== Pointing dataset excerpts ==
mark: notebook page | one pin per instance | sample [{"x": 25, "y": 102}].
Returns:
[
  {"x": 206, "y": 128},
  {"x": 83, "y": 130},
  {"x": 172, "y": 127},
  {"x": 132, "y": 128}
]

== Exercise prompt ==
Copy the entries above word for word, keeping every line and character unchanged.

== Expected answer ==
mark: notebook page | one pin per instance | sample [{"x": 25, "y": 102}].
Returns:
[
  {"x": 206, "y": 128},
  {"x": 83, "y": 130},
  {"x": 172, "y": 127},
  {"x": 132, "y": 128}
]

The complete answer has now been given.